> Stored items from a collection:

==*==

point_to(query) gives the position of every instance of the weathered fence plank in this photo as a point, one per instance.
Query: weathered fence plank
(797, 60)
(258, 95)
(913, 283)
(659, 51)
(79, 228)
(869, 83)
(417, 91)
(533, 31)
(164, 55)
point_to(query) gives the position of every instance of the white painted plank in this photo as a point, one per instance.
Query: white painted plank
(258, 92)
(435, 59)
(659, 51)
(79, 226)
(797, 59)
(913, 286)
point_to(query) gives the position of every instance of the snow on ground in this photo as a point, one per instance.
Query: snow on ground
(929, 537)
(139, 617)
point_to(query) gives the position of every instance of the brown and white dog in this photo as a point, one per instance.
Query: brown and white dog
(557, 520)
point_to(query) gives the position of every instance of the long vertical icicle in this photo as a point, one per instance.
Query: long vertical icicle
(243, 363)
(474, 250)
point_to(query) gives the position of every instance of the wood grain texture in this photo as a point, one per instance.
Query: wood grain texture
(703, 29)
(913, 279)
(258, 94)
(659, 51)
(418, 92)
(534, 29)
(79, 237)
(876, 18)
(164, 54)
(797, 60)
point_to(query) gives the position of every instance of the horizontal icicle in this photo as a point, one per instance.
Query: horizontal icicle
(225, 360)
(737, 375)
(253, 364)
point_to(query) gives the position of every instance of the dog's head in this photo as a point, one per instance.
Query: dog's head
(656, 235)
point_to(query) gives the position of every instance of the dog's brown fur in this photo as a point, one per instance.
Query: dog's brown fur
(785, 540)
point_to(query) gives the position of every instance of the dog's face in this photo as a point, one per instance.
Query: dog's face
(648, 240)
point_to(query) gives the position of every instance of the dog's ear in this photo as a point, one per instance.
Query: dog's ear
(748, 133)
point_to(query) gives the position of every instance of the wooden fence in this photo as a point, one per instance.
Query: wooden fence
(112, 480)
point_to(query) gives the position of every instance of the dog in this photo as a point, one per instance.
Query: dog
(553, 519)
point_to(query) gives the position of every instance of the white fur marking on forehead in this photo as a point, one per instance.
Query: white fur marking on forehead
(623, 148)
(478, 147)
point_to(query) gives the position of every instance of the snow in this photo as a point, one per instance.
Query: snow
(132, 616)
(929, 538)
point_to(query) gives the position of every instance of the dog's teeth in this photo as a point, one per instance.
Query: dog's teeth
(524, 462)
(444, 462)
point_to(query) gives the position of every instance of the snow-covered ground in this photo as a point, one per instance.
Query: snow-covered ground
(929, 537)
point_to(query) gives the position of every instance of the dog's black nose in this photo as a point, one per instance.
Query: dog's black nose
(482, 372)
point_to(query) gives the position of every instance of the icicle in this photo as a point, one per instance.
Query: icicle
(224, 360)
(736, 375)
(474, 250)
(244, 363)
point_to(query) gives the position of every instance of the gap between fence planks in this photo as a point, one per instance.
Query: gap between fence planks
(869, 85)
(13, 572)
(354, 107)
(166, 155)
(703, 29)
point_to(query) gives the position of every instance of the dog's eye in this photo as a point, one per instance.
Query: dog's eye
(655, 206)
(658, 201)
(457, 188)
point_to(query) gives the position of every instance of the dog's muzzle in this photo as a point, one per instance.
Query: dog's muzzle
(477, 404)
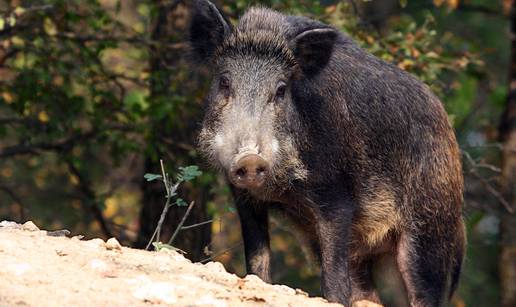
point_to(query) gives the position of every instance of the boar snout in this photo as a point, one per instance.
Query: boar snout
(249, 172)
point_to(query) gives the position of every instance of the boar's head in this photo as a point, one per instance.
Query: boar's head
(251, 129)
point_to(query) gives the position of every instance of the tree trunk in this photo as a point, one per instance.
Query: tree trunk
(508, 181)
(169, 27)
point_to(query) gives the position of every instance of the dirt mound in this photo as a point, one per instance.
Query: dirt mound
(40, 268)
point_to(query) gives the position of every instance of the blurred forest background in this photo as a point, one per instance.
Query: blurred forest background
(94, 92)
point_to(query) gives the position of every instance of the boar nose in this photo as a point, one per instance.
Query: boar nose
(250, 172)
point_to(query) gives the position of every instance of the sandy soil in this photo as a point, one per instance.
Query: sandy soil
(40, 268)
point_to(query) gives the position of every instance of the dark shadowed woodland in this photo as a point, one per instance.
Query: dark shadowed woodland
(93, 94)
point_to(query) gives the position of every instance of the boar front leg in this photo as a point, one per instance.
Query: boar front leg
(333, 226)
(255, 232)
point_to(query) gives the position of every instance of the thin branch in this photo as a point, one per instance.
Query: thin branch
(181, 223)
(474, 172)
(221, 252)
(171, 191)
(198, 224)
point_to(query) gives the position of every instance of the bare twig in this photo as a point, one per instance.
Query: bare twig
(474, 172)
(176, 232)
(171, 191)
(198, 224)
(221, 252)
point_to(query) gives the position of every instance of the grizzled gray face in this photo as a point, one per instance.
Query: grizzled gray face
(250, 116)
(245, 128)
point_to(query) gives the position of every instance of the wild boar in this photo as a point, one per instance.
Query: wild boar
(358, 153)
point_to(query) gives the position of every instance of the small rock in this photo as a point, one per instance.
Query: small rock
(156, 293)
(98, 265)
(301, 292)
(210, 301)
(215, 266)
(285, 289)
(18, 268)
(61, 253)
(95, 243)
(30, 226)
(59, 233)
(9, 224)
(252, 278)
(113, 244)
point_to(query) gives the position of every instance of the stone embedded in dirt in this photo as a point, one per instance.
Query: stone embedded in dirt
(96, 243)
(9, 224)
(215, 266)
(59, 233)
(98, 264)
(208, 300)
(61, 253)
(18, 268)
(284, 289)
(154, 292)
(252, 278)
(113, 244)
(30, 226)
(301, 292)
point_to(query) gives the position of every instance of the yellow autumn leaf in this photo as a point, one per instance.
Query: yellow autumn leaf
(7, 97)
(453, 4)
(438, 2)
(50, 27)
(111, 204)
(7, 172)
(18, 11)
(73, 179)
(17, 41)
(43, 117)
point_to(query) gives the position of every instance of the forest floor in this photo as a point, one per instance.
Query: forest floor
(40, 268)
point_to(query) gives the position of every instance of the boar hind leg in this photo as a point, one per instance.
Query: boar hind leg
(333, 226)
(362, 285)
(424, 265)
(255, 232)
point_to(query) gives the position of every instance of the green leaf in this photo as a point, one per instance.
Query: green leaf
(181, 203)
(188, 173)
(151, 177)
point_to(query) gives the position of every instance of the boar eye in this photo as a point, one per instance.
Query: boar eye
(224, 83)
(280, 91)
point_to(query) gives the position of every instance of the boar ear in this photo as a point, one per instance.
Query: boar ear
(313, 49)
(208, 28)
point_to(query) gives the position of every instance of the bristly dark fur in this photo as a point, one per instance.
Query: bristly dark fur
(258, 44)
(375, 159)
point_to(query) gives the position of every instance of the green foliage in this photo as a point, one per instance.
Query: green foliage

==*==

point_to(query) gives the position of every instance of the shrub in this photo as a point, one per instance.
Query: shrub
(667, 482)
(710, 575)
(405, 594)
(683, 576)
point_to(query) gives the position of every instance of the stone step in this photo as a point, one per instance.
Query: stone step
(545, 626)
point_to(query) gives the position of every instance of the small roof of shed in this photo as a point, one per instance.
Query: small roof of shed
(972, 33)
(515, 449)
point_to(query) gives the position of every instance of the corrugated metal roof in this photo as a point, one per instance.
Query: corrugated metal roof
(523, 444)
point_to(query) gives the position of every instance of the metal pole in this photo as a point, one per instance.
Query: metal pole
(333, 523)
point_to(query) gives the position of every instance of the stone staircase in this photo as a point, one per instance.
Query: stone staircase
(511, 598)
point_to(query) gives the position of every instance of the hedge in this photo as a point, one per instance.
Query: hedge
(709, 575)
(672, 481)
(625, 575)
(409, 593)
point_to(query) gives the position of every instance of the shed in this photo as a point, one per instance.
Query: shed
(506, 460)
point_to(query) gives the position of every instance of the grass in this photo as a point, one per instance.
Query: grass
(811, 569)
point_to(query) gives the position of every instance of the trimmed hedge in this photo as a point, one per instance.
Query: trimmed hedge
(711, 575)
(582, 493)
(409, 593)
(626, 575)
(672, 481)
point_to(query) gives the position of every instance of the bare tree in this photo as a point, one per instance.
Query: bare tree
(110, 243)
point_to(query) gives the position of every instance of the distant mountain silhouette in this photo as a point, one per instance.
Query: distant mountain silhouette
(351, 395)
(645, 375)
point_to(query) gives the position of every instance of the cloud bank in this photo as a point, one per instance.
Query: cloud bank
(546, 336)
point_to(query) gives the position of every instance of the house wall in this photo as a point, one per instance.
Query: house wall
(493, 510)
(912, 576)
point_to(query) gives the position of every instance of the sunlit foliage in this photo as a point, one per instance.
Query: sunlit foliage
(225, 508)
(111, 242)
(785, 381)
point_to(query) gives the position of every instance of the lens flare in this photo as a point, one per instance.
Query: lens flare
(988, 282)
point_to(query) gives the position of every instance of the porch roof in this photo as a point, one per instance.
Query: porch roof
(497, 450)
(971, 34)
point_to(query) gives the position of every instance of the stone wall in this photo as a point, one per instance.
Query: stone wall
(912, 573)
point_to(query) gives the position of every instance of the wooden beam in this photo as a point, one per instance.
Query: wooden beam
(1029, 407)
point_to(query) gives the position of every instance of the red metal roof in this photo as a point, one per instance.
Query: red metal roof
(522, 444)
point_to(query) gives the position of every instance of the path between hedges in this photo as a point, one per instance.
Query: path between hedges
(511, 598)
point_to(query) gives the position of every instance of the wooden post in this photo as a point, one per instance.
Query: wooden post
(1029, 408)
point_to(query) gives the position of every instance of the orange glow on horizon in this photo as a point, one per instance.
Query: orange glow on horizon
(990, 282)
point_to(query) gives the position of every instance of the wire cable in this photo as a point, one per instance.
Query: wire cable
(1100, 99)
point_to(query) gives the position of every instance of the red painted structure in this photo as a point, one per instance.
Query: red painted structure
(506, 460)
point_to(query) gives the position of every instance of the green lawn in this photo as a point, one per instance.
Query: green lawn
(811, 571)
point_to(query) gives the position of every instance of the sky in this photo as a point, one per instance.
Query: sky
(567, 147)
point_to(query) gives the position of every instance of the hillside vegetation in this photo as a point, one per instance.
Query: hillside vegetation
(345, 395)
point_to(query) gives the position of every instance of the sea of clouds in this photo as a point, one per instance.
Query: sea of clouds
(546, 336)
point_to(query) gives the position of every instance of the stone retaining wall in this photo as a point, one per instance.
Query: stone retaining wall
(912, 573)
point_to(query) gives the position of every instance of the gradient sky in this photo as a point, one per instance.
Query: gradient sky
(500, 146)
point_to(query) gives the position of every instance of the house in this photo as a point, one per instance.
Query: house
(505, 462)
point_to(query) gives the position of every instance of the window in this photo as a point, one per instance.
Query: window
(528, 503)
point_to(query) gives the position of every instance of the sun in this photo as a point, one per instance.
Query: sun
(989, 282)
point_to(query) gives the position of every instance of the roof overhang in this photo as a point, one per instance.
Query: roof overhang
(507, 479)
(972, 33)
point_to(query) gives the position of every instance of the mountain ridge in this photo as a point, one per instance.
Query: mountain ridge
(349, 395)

==*==

Above are the records; print exactly the lines from the line with "Query: boar ear" to the line with "Query: green foliage", including both, and nothing else.

> SOLUTION BELOW:
Query: boar ear
(313, 49)
(208, 28)
point_to(query) gives the position of every instance of the bristly dark fur in this photo as a point, one per instance.
Query: bristly dark fur
(258, 44)
(375, 159)
point_to(query) gives the position of every instance of the green foliage in this photo as a point, one per instance.
Query: green foliage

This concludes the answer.